▸ **WHAT YOU HAVE TO DO**
Copy out, exactly as written, only the line containing "Task: indicate each instance of the green tree" and the lines after it through the end of the records.

Location annotation dataset excerpts:
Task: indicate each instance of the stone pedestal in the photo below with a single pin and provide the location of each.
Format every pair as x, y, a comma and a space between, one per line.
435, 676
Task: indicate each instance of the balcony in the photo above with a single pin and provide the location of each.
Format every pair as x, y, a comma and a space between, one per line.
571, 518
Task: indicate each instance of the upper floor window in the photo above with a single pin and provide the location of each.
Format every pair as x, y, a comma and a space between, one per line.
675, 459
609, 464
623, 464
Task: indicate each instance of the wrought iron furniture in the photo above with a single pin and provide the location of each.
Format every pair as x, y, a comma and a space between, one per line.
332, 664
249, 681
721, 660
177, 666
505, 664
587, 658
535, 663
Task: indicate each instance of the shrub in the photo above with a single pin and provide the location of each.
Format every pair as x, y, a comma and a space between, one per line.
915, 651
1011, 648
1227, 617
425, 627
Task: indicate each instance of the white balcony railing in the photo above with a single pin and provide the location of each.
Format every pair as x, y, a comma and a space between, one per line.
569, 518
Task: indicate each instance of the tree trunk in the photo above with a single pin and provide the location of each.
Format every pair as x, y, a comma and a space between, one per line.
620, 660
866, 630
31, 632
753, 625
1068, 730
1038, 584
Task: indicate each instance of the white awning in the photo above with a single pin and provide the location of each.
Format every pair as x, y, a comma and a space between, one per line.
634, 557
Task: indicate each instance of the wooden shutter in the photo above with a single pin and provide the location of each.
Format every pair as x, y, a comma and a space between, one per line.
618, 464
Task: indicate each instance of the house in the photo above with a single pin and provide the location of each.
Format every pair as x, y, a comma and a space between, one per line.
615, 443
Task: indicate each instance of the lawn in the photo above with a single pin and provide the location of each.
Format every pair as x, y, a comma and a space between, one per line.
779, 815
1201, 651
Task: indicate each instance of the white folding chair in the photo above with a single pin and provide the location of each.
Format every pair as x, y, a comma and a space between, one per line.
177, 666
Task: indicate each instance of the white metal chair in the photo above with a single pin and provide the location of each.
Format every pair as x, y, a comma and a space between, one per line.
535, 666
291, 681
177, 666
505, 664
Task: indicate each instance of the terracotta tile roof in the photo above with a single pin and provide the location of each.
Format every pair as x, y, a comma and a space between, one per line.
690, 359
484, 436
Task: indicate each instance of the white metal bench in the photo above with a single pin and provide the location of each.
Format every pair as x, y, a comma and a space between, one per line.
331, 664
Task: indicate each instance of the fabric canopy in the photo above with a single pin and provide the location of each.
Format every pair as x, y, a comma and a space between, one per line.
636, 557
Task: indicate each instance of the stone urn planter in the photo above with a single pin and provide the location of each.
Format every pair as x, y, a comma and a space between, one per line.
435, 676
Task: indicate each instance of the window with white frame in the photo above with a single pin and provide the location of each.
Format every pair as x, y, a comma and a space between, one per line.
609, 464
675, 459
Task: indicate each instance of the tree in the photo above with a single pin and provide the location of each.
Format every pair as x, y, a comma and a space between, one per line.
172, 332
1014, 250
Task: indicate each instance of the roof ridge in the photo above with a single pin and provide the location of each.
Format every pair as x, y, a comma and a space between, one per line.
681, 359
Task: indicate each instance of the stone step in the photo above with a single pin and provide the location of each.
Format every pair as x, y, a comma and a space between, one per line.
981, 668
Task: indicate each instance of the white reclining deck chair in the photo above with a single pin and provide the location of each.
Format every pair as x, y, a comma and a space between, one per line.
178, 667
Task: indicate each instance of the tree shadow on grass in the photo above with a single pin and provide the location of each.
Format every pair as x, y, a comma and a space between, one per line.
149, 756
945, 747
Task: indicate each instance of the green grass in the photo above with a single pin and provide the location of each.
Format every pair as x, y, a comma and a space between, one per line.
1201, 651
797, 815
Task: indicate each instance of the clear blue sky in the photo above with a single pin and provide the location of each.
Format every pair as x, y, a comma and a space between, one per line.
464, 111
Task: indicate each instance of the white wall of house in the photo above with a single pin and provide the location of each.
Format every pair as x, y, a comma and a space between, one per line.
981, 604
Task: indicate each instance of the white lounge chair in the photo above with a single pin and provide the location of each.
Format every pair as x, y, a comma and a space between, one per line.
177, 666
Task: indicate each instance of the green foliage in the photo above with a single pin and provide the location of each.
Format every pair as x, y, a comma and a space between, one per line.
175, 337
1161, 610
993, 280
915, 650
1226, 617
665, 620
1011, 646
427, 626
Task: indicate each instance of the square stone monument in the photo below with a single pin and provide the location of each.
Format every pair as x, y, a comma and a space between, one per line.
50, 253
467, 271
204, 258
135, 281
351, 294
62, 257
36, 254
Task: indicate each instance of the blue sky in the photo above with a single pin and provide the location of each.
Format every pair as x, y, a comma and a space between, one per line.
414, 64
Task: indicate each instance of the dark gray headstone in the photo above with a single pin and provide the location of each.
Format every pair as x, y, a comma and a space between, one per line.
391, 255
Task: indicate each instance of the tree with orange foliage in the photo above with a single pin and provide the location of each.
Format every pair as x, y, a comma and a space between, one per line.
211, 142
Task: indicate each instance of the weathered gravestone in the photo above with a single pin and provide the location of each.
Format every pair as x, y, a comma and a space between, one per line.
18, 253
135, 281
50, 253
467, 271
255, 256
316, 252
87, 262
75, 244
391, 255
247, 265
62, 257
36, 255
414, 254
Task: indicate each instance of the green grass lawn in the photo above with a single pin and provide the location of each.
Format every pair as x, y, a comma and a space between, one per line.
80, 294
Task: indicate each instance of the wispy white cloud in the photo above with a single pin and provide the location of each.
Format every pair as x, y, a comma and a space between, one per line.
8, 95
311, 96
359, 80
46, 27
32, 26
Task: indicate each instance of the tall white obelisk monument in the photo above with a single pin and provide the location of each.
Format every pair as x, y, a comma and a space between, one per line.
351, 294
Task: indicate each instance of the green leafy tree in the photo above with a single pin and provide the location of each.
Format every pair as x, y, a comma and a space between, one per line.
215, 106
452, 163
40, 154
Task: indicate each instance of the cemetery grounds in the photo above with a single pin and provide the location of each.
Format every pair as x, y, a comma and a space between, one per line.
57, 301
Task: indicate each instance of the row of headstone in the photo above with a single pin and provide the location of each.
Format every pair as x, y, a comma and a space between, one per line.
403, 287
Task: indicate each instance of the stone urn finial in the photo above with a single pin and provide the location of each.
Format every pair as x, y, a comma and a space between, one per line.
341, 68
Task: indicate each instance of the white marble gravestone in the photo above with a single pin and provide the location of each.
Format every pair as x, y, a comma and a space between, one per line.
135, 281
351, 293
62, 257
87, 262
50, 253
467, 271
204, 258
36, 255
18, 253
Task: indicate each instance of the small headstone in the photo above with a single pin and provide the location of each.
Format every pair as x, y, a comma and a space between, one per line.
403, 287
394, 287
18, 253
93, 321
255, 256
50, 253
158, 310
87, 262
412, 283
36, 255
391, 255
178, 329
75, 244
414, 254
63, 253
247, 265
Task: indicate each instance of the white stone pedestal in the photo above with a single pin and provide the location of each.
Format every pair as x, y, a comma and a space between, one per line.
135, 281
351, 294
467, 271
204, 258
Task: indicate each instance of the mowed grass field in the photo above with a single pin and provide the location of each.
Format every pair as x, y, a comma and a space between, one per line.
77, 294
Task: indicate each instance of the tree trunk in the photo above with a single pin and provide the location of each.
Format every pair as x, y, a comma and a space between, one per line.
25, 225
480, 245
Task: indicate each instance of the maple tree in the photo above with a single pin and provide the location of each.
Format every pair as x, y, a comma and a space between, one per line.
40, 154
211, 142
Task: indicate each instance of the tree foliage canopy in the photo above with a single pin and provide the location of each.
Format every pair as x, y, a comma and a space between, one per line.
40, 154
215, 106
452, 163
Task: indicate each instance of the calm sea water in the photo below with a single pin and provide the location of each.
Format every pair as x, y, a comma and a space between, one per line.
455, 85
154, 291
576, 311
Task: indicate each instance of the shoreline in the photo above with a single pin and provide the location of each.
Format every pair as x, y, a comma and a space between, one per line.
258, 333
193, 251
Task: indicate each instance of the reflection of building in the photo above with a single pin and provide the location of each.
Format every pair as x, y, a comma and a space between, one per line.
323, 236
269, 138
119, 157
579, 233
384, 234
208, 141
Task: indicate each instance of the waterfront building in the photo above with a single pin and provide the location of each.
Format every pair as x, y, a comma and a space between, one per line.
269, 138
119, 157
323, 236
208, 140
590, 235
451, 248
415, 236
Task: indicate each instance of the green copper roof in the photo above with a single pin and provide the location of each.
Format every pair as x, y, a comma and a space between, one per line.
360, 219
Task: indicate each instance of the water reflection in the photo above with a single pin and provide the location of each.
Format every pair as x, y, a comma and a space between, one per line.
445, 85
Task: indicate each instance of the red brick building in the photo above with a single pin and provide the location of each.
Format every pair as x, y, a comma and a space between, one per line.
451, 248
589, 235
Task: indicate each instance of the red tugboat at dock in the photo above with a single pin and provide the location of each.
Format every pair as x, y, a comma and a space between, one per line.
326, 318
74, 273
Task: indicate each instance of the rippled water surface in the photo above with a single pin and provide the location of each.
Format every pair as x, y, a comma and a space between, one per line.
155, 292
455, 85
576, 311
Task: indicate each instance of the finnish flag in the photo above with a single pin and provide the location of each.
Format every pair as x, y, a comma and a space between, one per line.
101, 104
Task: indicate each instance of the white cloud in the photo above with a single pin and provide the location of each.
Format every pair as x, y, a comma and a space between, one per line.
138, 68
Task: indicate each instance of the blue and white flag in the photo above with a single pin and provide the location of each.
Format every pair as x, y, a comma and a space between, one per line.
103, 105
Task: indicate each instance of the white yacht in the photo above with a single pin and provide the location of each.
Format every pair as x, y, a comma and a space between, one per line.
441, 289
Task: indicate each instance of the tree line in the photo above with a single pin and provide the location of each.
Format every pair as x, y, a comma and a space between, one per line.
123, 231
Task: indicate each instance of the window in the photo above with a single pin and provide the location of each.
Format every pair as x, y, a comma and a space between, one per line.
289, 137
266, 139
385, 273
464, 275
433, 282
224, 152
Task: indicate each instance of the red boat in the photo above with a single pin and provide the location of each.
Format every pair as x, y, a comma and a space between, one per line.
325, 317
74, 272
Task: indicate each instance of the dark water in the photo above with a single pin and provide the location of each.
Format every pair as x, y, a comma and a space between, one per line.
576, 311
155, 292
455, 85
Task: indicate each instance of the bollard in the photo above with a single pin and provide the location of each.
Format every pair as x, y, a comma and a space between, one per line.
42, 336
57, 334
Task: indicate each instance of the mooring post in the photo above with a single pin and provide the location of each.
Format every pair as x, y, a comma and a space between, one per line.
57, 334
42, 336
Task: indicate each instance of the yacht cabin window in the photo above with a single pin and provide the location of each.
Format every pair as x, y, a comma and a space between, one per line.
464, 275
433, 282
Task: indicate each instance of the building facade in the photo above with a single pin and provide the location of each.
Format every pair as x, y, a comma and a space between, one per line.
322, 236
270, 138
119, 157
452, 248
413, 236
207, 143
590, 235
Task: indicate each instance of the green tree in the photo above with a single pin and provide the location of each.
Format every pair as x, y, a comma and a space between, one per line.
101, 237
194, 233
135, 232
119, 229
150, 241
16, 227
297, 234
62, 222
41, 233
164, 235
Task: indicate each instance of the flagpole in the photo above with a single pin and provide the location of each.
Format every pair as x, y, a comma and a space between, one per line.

▸ **EXPECTED ANSWER**
Task: indicate each instance of the green tree in the photo above with a single pin and provide the location of each.
Format every pair as x, y, a comma and a space between, one per line.
101, 237
194, 233
135, 232
119, 229
150, 241
16, 227
297, 234
62, 222
41, 233
164, 235
Task: indicate each instance of the flagpole in the photo above with a single pin and provide the location of each.
Format every pair as x, y, a comma and a space between, one per line.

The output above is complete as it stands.